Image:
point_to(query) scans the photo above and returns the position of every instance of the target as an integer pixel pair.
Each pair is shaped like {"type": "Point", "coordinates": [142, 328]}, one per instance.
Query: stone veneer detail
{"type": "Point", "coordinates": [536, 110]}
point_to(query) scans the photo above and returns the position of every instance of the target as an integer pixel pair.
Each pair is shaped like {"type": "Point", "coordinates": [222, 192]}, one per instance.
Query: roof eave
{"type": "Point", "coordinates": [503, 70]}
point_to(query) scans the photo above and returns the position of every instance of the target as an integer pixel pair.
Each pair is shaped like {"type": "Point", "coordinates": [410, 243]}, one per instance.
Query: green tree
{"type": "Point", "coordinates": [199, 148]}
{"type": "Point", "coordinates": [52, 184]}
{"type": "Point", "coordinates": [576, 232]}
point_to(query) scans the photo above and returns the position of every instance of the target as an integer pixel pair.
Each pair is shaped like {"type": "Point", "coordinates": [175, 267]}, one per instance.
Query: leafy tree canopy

Short exercise:
Update all of these lines by putting "one for each instance" wherever "one per instance" appears. Keep everything else unchanged.

Correct response:
Image:
point_to(query) scans the photo above and returns the position of every instance of the target as an integer pixel pair.
Each pair is shaped like {"type": "Point", "coordinates": [142, 328]}, one for each instance.
Query: stone veneer detail
{"type": "Point", "coordinates": [536, 110]}
point_to(query) scans the photo above and returns the position of every instance of the target as an integer pixel pair.
Each pair is shaped like {"type": "Point", "coordinates": [222, 192]}, one for each instance.
Query: roof eave
{"type": "Point", "coordinates": [503, 70]}
point_to(query) scans the photo above and returns the position of every instance of the target as an integer pixel pair.
Each pair is shaped like {"type": "Point", "coordinates": [410, 243]}, one for each instance.
Query: green tree
{"type": "Point", "coordinates": [199, 148]}
{"type": "Point", "coordinates": [52, 184]}
{"type": "Point", "coordinates": [576, 232]}
point_to(query) scans the photo above and returns the position of every instance of the target as an integer pixel pair.
Each pair is shaped like {"type": "Point", "coordinates": [175, 267]}, one for each instance.
Query: leafy tree canopy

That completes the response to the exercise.